[Items stored from a collection]
'''

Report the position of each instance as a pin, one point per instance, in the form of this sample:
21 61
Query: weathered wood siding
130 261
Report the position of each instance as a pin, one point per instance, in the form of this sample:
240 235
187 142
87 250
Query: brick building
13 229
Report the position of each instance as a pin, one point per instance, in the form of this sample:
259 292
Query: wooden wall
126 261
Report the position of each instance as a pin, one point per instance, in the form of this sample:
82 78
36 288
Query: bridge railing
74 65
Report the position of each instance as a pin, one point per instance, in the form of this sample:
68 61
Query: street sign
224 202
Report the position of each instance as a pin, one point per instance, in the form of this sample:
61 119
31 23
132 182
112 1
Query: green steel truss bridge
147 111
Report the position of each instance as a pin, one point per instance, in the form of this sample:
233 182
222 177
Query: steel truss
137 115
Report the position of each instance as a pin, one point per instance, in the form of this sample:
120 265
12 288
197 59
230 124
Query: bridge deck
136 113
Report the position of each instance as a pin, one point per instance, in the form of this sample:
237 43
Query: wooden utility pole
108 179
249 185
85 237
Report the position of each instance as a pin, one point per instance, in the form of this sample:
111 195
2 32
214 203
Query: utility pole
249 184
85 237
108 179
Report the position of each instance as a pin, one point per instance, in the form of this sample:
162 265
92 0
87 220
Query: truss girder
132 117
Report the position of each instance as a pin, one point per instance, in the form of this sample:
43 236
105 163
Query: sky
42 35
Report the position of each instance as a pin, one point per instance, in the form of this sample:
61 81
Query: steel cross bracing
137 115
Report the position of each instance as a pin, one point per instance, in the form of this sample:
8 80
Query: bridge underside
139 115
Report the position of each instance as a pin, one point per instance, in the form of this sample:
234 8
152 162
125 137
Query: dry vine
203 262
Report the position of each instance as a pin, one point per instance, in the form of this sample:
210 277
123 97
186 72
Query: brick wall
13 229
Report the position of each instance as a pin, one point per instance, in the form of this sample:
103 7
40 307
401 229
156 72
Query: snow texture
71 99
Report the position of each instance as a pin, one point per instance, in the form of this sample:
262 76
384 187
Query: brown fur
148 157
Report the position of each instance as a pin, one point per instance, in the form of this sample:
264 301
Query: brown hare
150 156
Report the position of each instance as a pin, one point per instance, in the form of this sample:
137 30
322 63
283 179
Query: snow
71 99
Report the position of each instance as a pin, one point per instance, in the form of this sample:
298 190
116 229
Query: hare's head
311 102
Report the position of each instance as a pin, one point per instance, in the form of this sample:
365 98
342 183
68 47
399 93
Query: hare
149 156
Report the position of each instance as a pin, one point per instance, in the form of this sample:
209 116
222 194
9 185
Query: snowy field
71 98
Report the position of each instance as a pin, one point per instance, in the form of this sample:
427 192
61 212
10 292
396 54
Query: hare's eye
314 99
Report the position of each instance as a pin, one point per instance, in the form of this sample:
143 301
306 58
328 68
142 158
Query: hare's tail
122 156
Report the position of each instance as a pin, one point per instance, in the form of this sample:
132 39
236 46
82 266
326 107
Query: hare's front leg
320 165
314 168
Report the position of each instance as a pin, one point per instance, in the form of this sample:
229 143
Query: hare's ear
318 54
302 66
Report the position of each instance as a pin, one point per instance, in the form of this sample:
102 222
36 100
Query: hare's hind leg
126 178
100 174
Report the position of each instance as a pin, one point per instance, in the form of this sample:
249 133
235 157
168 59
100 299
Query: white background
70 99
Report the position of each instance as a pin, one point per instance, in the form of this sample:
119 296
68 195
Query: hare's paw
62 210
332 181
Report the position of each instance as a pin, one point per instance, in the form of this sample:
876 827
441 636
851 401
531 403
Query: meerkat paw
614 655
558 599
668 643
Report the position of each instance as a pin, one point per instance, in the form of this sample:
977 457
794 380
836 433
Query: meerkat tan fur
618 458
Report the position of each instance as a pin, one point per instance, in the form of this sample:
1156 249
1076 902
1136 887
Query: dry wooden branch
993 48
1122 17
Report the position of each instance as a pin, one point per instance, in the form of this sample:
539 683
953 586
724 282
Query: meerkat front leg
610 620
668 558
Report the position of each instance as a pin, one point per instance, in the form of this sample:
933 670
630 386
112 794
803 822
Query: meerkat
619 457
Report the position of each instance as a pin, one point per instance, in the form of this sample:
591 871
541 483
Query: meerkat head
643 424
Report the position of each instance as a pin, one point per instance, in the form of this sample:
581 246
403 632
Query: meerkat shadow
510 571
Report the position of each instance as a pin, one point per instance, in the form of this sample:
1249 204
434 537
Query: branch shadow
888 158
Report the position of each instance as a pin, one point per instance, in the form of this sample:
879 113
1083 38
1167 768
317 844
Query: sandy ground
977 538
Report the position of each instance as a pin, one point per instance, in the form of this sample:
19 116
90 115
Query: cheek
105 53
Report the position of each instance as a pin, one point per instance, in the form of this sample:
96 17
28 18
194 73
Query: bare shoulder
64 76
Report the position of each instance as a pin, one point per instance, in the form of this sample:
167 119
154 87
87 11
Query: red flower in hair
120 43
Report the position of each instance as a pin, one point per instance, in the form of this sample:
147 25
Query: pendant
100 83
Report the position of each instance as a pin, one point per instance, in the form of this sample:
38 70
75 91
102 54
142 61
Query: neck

'''

• Do this
Return each line of the items above that contains the string "branch", treating uppercase and lowercase as different.

• Result of the task
Query: dry wooden branch
Query: branch shadow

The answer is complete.